__TASK ITEM__
Output each entry exactly; skip nothing.

__DATA FOR PROCESSING__
[Start of section]
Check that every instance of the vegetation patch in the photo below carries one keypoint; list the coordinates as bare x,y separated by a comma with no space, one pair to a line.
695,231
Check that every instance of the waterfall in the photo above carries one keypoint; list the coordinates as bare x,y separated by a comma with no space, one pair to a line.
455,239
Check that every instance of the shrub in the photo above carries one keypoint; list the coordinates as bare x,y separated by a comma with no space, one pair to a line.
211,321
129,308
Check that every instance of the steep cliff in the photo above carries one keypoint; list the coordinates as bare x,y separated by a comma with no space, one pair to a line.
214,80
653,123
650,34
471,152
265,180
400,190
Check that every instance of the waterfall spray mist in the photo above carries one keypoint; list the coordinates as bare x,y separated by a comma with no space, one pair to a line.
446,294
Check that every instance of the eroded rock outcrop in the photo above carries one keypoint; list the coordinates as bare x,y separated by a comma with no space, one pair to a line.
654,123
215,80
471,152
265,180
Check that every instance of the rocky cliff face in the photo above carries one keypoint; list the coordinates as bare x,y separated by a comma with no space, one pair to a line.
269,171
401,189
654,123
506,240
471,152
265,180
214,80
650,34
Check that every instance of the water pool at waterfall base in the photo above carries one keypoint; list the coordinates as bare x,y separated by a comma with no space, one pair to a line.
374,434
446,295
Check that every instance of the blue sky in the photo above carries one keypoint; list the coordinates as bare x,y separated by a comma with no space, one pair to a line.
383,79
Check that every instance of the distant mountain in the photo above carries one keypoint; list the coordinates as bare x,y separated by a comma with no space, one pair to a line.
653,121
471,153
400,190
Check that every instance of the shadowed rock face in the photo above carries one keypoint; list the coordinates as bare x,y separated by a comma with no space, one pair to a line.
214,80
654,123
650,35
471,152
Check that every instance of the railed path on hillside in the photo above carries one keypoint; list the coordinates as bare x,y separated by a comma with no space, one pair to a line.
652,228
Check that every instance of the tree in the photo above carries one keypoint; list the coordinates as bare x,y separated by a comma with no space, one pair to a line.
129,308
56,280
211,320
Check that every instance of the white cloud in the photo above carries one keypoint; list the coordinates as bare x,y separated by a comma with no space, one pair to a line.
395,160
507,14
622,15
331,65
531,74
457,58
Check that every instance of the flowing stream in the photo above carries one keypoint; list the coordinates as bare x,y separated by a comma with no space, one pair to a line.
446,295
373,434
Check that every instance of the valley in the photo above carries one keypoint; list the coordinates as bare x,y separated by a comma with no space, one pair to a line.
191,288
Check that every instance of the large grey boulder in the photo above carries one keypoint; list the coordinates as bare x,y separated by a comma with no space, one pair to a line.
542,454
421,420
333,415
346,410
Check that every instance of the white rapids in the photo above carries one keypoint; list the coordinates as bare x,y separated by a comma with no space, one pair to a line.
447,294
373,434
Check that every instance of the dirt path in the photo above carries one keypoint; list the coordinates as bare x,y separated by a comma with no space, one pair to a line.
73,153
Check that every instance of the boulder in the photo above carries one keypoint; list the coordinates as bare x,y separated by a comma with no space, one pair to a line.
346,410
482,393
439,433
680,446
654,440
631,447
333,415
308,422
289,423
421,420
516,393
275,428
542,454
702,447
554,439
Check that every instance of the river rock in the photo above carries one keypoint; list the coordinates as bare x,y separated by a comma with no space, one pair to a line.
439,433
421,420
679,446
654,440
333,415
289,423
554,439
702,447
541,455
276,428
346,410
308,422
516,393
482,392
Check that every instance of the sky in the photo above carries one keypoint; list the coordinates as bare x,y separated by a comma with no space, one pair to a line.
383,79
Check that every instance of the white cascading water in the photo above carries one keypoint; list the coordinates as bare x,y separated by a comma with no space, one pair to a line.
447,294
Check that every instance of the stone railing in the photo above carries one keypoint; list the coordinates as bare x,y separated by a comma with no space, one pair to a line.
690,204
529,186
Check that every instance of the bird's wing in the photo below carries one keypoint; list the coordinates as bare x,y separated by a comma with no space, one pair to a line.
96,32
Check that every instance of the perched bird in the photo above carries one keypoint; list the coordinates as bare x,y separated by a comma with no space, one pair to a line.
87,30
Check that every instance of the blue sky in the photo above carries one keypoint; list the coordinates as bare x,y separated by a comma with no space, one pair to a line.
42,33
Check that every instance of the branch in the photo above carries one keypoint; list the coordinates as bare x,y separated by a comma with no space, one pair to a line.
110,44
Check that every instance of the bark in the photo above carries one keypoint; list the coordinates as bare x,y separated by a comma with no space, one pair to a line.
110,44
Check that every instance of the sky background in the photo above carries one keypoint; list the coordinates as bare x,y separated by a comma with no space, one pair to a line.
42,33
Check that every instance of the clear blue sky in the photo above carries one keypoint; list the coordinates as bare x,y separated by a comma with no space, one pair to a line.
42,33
[End of section]
__YOUR SOLUTION__
Check that every instance of the vegetation patch in the photo below carries one keypoint; list the coordinates as bare x,y separated by a comma with no space, one pair to a line.
695,231
Check that every instance of the waterfall in the photo above carries one keypoint; list the coordinates as bare x,y separated by a comma with no space, one pair to a line.
455,239
Check that every instance of the shrub in the photo above carries one keypoint; list the coordinates as bare x,y separated by a comma with no space, one pair to a line.
211,321
129,308
Check that every instance of the steep cliff in the photo above carries one keypoint; list the coordinates as bare x,y separated by a comma with no space, one pair to a line.
214,80
653,123
650,34
471,152
265,180
400,190
Check that every instance of the waterfall spray mist in the photo above carries one keypoint; list the coordinates as bare x,y separated by a comma with no space, one pair to a line.
446,294
Check that every instance of the eroded rock outcrop in the photo above carries one keypoint; list the coordinates as bare x,y separated by a comma with no space, one pair to a line.
654,123
215,80
471,152
265,180
Check that every instance of the rocky cliff face in the photo above carries one keypoint; list the coordinates as bare x,y separated by a comma with no space, one pair to a line.
269,171
401,189
654,123
506,240
471,152
265,180
214,80
650,34
Check that every instance of the water pool at waterfall base in the photo above carries one keypoint; list the coordinates as bare x,y separated by a comma with no space, one pair to a line.
374,434
446,295
Check that every instance of the blue sky in the photo above carries one keypoint; list the coordinates as bare x,y separated by a comma with no space, one pair to a line.
383,79
Check that every instance of the distant mountain in the photo above carries one keypoint; list the coordinates as bare x,y separated by a comma with no space, one pair to a line.
653,121
471,153
400,190
Check that every instance of the shadowed rock face in the photo above carries one keypoint; list the coordinates as bare x,y separated by a comma with no space, one pair to a line.
214,80
654,123
650,35
471,152
Check that every instance of the railed path on hillside in the photo above carries one keypoint; list the coordinates as bare x,y separated by a comma with no space, one pair to a line.
652,228
Check that every instance of the tree in the photo above carries one keypoint; list the coordinates as bare x,y separated by a comma with no space, one pair to a line.
129,308
56,280
211,320
Check that every instance of the white cloud in the photo above carries one keypoint; list the coordinates as bare x,y separated by a comma with no space, one pair to a line.
395,160
507,14
622,15
331,65
531,74
457,58
Check that every instance of the flowing stream in the photo above carries one keypoint; list the coordinates as bare x,y separated by a comma with no space, one pair to a line.
446,295
373,434
Check that every instance of the valley in the photo above carries one keypoint; list the coordinates as bare x,y separated by a comma with no space, one pair to a line.
191,288
Check that every instance of the large grey boulder in the photo above carries one keypoint; list the coordinates as bare x,y separated by a comma with no space, one pair to a line.
542,454
421,420
333,415
346,410
Check that every instance of the white rapids in the photo above carries one keypoint; list the coordinates as bare x,y separated by a comma with no space, one pair to a line.
447,294
373,434
Check that every instance of the dirt path in the photo above carries one keypoint; list the coordinates as bare x,y separated by a comma with no space, one pair to a line.
73,153
Check that every instance of the boulder in the photo above carries one keypoint; list the coordinates as bare x,y separated by a comma with no space, one pair to a line.
346,410
482,393
439,433
680,446
654,440
631,447
333,415
308,422
289,423
421,420
516,393
275,428
542,454
702,447
554,439
Check that every instance of the river rock in the photo above carries one keypoint; list the coordinates as bare x,y separated by a comma with no space, one pair to a line.
439,433
421,420
679,446
654,440
333,415
289,423
554,439
702,447
541,455
276,428
346,410
308,422
516,393
482,392
Check that every instance of the sky in the photo above carries one keypoint; list the coordinates as bare x,y separated by a comma with no space, one pair to a line.
383,79
Check that every instance of the white cascading water in the photo above carries one keypoint; list the coordinates as bare x,y separated by a comma with no space, one pair to a line.
447,294
Check that every instance of the stone railing in the photo above carries one keypoint; list the coordinates as bare x,y separated by a comma with no space, one pair to a line.
690,204
529,186
Check that every instance of the bird's wing in the photo below carries one keypoint; list the coordinates as bare x,y separated by a comma with no space, one pair to a line.
96,32
Check that every instance of the perched bird in the photo above carries one keypoint; list the coordinates as bare x,y separated by a comma with no space, one pair to a line.
87,30
Check that every instance of the blue sky in the photo above carries one keypoint; list the coordinates as bare x,y separated by a comma with no space, one pair to a line.
42,33
Check that every instance of the branch in the photo above carries one keypoint; list the coordinates as bare x,y separated by a comma with no space, one pair to a line.
110,44
Check that every instance of the bark in the photo above carries one keypoint; list the coordinates as bare x,y separated by a comma with no space, one pair to a line.
110,44
Check that every instance of the sky background in the photo above carries one keypoint; list the coordinates as bare x,y separated by a comma with no space, one pair to a line.
42,33
Check that every instance of the clear blue sky in the photo above carries one keypoint; list the coordinates as bare x,y separated by a comma with no space, one pair to a line.
42,33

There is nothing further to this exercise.